======== Reading passage ========
> Is a goal to make it reasonably human readable?
Yes. More than that, it needs to be reasonable for a human to enter. CQL
is a potential future area of disagreement between SRW and SRU. I think the
SRW community assumes that their client software can manipulate a human
entered query into CQL. The SRU community has no such advantage; their
users must type in a CQL query. As much as possible, we need to make CQL
easy to enter.
> Is a goal to make it very internationally friendly (eg: by
> using numbers
> in preference to symbolic identifiers that mean something in english)?
English is preferable to numbers. Remember, humans will have to type this.
More importantly, non-Z39.50-geeks will have to type this. People who won't
remember the difference between 1016 and 1035. (What was the difference
between them?)
We're going to have a small set of keywords. I'd be please to hear a
suggestion on how we'd internationalize them, but I don't have any
suggestions.
> Do people want to be able to use multiple attribute sets in one query?
Absolutely! But, I've been calling them Index Sets. Multiple Z39.50
attributes will roll up into a single Index ID. Multiple Index ID's roll up
into an Index Set.
> Do people want to be able to take one query and issue it against
> multiple collections without change?
I don't think so. All our queries are explicitly against a single database.
======== Material for the task ========
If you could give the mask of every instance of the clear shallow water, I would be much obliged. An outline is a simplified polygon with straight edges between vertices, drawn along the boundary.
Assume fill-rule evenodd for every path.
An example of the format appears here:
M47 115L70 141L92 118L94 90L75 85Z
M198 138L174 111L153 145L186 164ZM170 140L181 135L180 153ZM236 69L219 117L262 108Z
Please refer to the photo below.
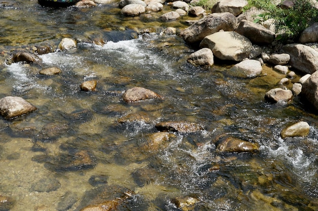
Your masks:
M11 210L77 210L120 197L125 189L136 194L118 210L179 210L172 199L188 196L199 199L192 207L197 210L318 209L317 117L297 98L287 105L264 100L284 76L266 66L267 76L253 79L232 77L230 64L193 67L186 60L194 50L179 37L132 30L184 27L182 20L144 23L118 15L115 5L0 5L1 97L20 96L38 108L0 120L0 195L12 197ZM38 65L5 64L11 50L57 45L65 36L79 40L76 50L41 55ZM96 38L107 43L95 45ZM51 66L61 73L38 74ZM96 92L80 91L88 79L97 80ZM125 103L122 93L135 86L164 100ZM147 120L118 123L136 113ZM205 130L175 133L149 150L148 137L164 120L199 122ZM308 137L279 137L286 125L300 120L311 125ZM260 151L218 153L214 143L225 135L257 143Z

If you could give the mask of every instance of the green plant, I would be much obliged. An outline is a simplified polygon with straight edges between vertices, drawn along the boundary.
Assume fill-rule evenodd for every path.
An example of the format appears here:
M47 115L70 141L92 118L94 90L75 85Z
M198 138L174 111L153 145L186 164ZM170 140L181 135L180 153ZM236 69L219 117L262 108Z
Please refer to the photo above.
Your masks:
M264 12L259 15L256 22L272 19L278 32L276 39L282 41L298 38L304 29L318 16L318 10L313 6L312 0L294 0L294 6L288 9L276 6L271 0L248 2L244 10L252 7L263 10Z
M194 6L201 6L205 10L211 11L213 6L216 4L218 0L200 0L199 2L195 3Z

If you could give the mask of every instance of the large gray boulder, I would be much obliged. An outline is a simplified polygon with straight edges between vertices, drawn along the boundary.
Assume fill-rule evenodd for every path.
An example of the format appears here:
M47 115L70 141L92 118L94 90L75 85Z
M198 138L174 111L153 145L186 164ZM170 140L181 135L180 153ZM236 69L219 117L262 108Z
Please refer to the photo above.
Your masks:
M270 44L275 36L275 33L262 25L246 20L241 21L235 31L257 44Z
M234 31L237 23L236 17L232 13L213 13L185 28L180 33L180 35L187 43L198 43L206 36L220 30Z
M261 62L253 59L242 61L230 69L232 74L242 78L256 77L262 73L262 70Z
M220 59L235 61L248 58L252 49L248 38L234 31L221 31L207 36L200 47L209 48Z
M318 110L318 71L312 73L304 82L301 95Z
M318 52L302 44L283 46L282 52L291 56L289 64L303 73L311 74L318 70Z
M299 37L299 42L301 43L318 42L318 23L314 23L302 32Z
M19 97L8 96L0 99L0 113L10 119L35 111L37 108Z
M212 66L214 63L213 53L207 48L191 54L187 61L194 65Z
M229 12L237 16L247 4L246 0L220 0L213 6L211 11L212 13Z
========
======== Material for the task ========
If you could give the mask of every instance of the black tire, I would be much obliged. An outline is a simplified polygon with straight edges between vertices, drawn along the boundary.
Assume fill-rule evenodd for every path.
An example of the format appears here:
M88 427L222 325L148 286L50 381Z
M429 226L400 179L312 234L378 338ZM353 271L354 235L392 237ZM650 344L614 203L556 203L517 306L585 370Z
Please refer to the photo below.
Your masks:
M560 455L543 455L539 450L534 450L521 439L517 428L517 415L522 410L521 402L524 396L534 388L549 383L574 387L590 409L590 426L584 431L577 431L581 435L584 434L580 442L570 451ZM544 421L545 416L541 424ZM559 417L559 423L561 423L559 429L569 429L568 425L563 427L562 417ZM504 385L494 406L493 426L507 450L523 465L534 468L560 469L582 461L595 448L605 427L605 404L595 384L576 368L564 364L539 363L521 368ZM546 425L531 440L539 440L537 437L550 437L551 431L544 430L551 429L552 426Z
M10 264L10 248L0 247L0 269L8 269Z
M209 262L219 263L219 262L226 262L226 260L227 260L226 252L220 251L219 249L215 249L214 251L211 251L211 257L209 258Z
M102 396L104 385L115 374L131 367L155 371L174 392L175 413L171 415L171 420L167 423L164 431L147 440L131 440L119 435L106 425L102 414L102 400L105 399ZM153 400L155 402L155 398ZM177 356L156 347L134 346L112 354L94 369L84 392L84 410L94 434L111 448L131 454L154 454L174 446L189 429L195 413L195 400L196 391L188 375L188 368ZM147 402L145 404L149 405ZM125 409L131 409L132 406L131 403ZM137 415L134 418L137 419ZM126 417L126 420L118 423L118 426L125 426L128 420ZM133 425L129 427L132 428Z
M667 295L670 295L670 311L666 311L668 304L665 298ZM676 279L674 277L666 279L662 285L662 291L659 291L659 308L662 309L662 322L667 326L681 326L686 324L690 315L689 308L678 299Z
========
======== Material for the task ========
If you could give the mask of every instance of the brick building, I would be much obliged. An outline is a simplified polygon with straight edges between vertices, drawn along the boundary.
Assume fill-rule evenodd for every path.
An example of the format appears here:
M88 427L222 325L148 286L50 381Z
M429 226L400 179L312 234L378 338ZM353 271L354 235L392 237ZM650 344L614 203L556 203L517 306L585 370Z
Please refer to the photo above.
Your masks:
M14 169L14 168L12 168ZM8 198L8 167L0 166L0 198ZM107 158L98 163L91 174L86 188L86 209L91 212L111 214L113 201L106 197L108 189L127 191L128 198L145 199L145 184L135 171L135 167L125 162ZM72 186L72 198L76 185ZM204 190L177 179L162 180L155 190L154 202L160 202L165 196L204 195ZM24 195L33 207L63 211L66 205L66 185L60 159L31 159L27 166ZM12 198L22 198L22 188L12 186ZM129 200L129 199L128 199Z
========
### Exercises to complete
1. Could you reproduce word for word the records from the line containing "of the brick" through the line containing "M14 169L14 168L12", both included?
2. Can you continue the CQL discussion from where it stops?

### Per-task outputs
1.
If you could give the mask of every instance of the brick building, I would be much obliged. An outline is a simplified polygon with straight edges between vertices, drawn along the boundary.
Assume fill-rule evenodd for every path.
An example of the format appears here:
M88 427L222 325L148 286L50 381Z
M429 226L400 179L312 234L378 338ZM353 271L354 235L392 237ZM650 344L614 203L556 203L517 306L585 370Z
Please refer to the photo above.
Your masks:
M14 169L14 168L12 168ZM8 198L8 167L0 166L0 198ZM107 158L98 163L91 174L86 188L86 209L91 212L111 214L113 201L106 197L108 189L127 191L128 198L145 199L145 184L135 171L135 167L125 162ZM72 186L72 198L76 185ZM204 190L177 179L162 180L155 190L154 202L160 202L165 196L204 195ZM24 195L33 207L63 211L66 205L66 185L60 159L31 159L27 166ZM12 198L22 198L22 188L12 186ZM129 200L129 199L128 199Z

2.
> Is a goal to have a direct mapping to Z39.50 constructs?
I've tried very hard to make this so. I want a trivial gateway between
SRW/SRU and classic Z39.50.
> My personal preferences (influenced no doubt by being English
> speaking)
> is to make it human readable instead of numbers. The field names for
> searching on would be symbolic names (not full text) and would relate
> I guess to metadata standardss.
Yes!
> Note, there is a CQL page up already under ZiNG, but its pretty terse.
> And I would prefer a few things to be different (as always! :-)
>
> To make things concrete, here are some queries:
>
> dc.Title = "Power and Fame"
> dc.Title = ("Power" AND "Fame")
> dc.Contributor = "LOC" AND dc.Subject = "Standards"
> dc.Contributor = "LOC" AND agls.Identifier = "xyzzy"
> bib1.Author, dc.Contributor = "Smith"
>
> Basically, I suggest:
> - Queries are Unicode text (UTF-8 or whatever).
> - All text to be searched to always be inside quotes. This allows new
> reserved words to be added later without breaking old queries.
Sorry, but the "easily human enterable" argues against this one. Certainly
optional, but not mandatory.
> - All reserved words to be upper case only (debatable).
No, not "EHE".
> - Fields to be searched to be identified by a two-part identifier
> where the first part identifies the scope for the second part.
> Eg: dc.title.
Yes. But for EHE, I'd like to propose that a database might have a default
Index Set which would allow the omition of the Index Set pre-qualifier.
> What I don't know is how to define a set of scope names (are they
> attribute sets? Or just a logical grouping for names? Eg: dublin core
> attributes are defined in the Bib-1 attribute set at present)
Index Sets.
> I am not sure if I would want to use the current exact Z39.50
> attribute sets etc for mapping onto CQL field names. (opinions?)
Absolutely not. What the creators of Index Sets will need to do is describe
each index in terms of Z39.50 attributes. Then the mapping is available for
gateways.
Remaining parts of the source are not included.